» **Recorded information**
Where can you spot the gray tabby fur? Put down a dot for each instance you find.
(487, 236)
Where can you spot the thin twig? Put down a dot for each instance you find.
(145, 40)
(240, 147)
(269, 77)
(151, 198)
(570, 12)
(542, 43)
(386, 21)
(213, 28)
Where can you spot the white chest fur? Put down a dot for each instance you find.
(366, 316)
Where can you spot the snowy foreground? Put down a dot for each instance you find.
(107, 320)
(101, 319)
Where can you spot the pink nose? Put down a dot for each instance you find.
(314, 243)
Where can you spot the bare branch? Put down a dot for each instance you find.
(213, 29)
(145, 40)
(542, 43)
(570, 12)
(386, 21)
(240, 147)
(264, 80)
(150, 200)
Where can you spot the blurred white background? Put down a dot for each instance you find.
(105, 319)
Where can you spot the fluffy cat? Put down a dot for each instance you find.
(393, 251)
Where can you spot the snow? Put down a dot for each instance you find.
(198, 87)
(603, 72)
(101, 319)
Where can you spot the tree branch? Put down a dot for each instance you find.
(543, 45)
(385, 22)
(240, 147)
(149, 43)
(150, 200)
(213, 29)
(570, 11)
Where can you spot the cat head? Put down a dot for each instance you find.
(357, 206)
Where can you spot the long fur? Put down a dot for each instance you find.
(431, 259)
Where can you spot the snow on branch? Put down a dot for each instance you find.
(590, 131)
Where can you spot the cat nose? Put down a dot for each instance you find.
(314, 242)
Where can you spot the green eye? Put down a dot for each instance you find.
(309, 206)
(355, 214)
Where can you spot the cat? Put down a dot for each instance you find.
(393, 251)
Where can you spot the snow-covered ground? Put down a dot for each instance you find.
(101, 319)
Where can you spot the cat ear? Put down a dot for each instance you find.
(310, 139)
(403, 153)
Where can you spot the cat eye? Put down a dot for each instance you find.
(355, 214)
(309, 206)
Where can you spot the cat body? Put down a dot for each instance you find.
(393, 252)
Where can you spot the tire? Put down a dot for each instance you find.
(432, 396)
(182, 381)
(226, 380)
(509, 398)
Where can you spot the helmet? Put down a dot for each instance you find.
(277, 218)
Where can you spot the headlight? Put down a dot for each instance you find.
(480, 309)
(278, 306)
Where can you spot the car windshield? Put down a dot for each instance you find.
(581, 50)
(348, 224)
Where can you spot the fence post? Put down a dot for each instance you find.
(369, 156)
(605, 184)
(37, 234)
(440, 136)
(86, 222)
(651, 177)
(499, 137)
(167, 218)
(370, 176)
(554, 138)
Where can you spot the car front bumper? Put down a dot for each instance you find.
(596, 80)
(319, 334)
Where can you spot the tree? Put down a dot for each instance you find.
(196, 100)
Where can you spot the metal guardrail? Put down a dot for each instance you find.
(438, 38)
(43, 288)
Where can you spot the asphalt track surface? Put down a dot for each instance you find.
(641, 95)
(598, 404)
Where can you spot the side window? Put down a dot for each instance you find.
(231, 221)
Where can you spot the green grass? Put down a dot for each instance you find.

» **Problem requirements**
Rewrite all of the items above, changing "Put down a dot" to "Mark a point" and leaving every other word as it is.

» **Exercise output**
Where can you spot the gray tabby fur? Mark a point for each instance you find.
(487, 236)
Where can you spot the thin twig? Mark a point for each instance you find.
(145, 40)
(240, 147)
(269, 77)
(151, 198)
(570, 12)
(542, 43)
(386, 21)
(213, 28)
Where can you spot the white chest fur? Mark a point for each instance you find.
(366, 316)
Where can you spot the snowy foreground? Mark a point for each instance you find.
(107, 320)
(101, 319)
Where can you spot the pink nose? Mark a point for each instance you find.
(314, 243)
Where can you spot the bare branch? Mark a point for each instance you find.
(213, 29)
(145, 40)
(542, 43)
(570, 12)
(386, 21)
(240, 147)
(264, 80)
(150, 200)
Where can you spot the blurred white background? Mark a point for each instance you find.
(105, 319)
Where can you spot the fluffy cat? Mark a point for each instance you find.
(393, 251)
Where can you spot the snow? Mark a point for each instance you find.
(198, 87)
(603, 72)
(101, 319)
Where can you spot the tree branch? Mark a point for each instance you find.
(543, 45)
(385, 22)
(240, 147)
(149, 43)
(150, 200)
(213, 29)
(570, 11)
Where can you spot the cat head? Mark a point for each instance you find.
(357, 206)
Where can you spot the long fur? Mark a point for each instance you find.
(431, 259)
Where can you spot the snow on branch? Mark a point for each instance you find.
(590, 131)
Where can you spot the cat nose? Mark a point for each instance you find.
(314, 242)
Where can you spot the green eye? Mark a point for each instance you find.
(309, 206)
(355, 214)
Where can you spot the cat? Mark a point for each instance you find.
(393, 251)
Where can you spot the snow-covered ground? Mark a point for each instance you find.
(101, 319)
Where can you spot the cat ear? Mark a point for each instance you find.
(310, 139)
(403, 153)
Where can you spot the cat eye? Mark a point for each instance you find.
(355, 214)
(309, 206)
Where can you spot the cat body? Mark a point for each instance you find.
(393, 252)
Where can you spot the tire? Mark a point for each instance you find.
(432, 396)
(182, 381)
(226, 380)
(509, 398)
Where can you spot the helmet? Mark a point for each instance you find.
(277, 218)
Where can you spot the headlight? Mark a point for each instance you find.
(480, 309)
(278, 306)
Where can you spot the car windshield? Mark a point for each instance you find.
(581, 50)
(348, 224)
Where can you spot the fence post? Mark a point for each instance you find.
(369, 156)
(605, 184)
(37, 234)
(440, 136)
(86, 222)
(651, 177)
(499, 137)
(167, 218)
(370, 176)
(554, 138)
Where can you spot the car front bumper? Mark a point for each instance you find.
(596, 80)
(319, 334)
Where can you spot the tree? Mark a point for each instance you find.
(196, 100)
Where can you spot the metal guardrail? Mark a point for each instance you find.
(438, 38)
(43, 288)
Where can you spot the asphalt track surface? Mark a point for each instance you find.
(641, 95)
(598, 404)
Where can you spot the side window? Mark a point for each instance you find.
(231, 221)
Where can you spot the green grass? Mark a point for each instance you find.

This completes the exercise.